### [Raw records]
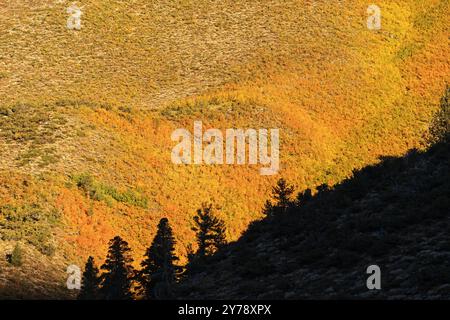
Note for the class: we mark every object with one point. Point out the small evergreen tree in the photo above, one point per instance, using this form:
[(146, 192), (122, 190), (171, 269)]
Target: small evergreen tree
[(16, 256), (116, 282), (282, 194), (158, 269), (440, 125), (304, 197), (90, 282), (210, 231)]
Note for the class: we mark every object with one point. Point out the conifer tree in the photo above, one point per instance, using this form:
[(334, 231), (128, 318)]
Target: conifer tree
[(90, 281), (16, 256), (158, 269), (439, 130), (210, 231), (116, 282), (304, 197), (282, 194)]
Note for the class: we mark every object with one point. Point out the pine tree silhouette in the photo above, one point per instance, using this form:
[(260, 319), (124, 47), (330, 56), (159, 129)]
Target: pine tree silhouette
[(210, 231), (158, 269), (439, 130), (90, 282), (281, 193), (116, 282), (304, 197)]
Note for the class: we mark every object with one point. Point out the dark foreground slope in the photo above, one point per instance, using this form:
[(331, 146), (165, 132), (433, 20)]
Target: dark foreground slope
[(394, 215)]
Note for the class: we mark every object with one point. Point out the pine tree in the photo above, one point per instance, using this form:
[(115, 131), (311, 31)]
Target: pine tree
[(210, 231), (304, 197), (116, 282), (158, 269), (282, 194), (440, 125), (90, 281), (16, 256)]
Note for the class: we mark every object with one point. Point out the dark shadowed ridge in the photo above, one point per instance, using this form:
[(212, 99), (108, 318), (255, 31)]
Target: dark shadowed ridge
[(393, 214)]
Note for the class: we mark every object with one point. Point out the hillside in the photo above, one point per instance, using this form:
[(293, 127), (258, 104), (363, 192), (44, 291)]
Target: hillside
[(86, 115), (394, 215)]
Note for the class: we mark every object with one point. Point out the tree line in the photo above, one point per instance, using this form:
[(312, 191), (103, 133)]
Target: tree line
[(118, 280), (159, 270)]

### [Exercise objective]
Rewrite all the entries above, swapping "Note for the class" for "Reminder for the group" each time it appears and keeping everything else the same. Leave out the pictures.

### [Task response]
Reminder for the group: we mark every object with one point. Point out the small evergreen tree in the photo above, one point per instance, using this form:
[(146, 192), (122, 190), (171, 269)]
Target: small evergreen tree
[(16, 256), (116, 282), (282, 194), (158, 269), (440, 125), (304, 197), (90, 282), (210, 231)]
Reminder for the group: we mark every object with one point. Point out the conifer tree in the photo above, one point per instance, using this form:
[(334, 231), (128, 318)]
Target: conifer tree
[(90, 281), (16, 256), (158, 269), (439, 130), (210, 231), (116, 282), (304, 197), (282, 194)]
Reminder for the group: we mark every object with one point. Point out the pine tree silhouette in the photo above, one point per instance, using this form:
[(260, 319), (124, 47), (330, 56), (159, 129)]
Target: pine tree silhouette
[(210, 231), (158, 269), (439, 130), (90, 282), (281, 193), (116, 282), (304, 197)]
Reminder for the group: we mark every object with one point. Point out the dark foreground slope in the photo above, one point per instance, using this form:
[(331, 146), (165, 132), (433, 20)]
Target: dark foreground slope
[(394, 215)]
Reminder for the group: we mark every object with one point. Point out the pine tree in the photo above, one point per instance, using this form:
[(115, 131), (311, 31)]
Target: pine tree
[(210, 231), (304, 197), (116, 282), (158, 269), (282, 194), (440, 125), (90, 281), (16, 256)]
Reminder for the group: we mark every object with one point. Point out the dark shadowed ridge in the photo above, one point per instance, using this form:
[(212, 99), (108, 318), (255, 31)]
Target: dark shadowed ridge
[(393, 214)]
Reminder for the group: we mark every object with one point. Point out the hillside in the photo above, one point per instance, using this form:
[(293, 127), (258, 104), (363, 192), (44, 291)]
Target: hillside
[(86, 115), (394, 215)]
Reminder for the group: we mark every object with one point. Point out the tree line in the photo above, one point per instance, using this form:
[(312, 191), (103, 133)]
Target: tree line
[(118, 280), (159, 270)]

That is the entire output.